▶ [Data under study]:
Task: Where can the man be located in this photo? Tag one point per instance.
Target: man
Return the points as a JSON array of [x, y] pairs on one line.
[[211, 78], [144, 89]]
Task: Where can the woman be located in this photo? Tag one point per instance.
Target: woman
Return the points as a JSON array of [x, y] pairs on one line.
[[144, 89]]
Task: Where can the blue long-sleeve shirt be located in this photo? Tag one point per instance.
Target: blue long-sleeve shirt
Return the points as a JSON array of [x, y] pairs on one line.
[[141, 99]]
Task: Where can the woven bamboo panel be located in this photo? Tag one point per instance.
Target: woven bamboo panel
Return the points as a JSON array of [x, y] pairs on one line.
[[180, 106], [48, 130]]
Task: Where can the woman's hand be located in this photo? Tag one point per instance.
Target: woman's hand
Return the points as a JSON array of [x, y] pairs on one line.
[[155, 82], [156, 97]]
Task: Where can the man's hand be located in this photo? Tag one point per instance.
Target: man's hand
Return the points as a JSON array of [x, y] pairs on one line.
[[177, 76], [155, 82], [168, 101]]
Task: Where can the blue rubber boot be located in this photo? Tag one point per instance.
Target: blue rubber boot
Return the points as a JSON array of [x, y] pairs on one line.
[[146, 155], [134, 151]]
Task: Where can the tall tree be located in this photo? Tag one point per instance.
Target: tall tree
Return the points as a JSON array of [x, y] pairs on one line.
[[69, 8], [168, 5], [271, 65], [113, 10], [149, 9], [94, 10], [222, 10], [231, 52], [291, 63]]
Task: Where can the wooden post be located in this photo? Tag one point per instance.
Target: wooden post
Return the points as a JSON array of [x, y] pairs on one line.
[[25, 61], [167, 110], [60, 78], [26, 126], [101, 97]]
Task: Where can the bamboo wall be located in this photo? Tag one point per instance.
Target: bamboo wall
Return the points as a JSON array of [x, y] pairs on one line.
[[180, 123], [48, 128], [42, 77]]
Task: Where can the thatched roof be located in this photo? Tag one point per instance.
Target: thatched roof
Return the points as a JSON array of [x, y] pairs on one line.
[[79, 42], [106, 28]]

▶ [Work order]:
The only output should be the lines from the one containing "Task: Where can the wooden" through the final line of the material above, copied exactly.

▶ [Response box]:
Task: Where can the wooden post be located in this photo? Tag one point per instance.
Target: wooden post
Return the points as a JSON array of [x, y] pairs on one line.
[[25, 61], [167, 110], [60, 78], [26, 126], [101, 97]]
Task: Where can the bamboo wall be located in this photo? Tag one point per instance.
Target: bamboo wall
Return the points as a JSON array of [x, y] pairs on one line.
[[180, 123], [48, 128], [42, 77]]
Task: Where can the thatched roof be located in this photo? Tag one point per instance.
Target: thatched roof
Return the points as a JSON array of [x, y] pairs on one line.
[[79, 42], [106, 28]]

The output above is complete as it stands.